— start of Selected passage —

In fact, Johns pointedly and knowingly calls out DKR with paraphrases that turn the meanings in some respects reverse and an exact quote.

DKR: Diana went back to her people. Hal went to the stars.
DC #6: The Lantern's other adversaries have left for the stars. And there are rumors that the Amazons kidnapped Wonder Woman and dragged her back to Themyscira.

DKR (Batman, as Superman bursts into an underground chamber): Not him. Not now.
DC #6:(Riddler, as the Joker enters an underground chamber): Not him. Not now.

Intentional shout-outs to DKRsend a signal that Johns indeed means to make a comment on that series, and the state of Batman thus far makes it look like Johns may intend to conduct a hard reversal of the Batman-over-Superman dynamic that has held sway in pop culture since 1986.

— end of Selected passage —
— start of Data shown —

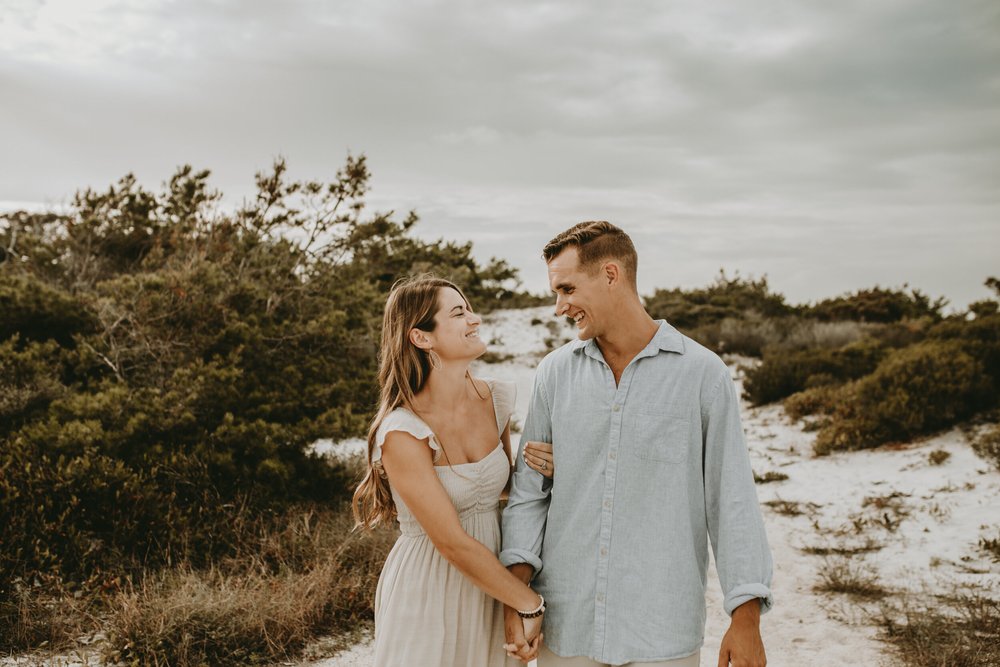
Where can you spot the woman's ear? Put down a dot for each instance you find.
(419, 339)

— end of Data shown —

> _Instruction 1_
Copy the DKR commentary word for word from "DKR: Diana went back" up to and including "into an underground chamber): Not him. Not now.".
> _Instruction 2_
Answer these questions from the DKR commentary:
(a) In the DKR quote, where did Hal go?
(b) In the DC #6 quote, who enters the underground chamber?
(c) Since what year has the Batman-over-Superman dynamic held sway in pop culture?

> _Written solution 1_
DKR: Diana went back to her people. Hal went to the stars.
DC #6: The Lantern's other adversaries have left for the stars. And there are rumors that the Amazons kidnapped Wonder Woman and dragged her back to Themyscira.

DKR (Batman, as Superman bursts into an underground chamber): Not him. Not now.

> _Written solution 2_
(a) To the stars.
(b) The Joker.
(c) 1986.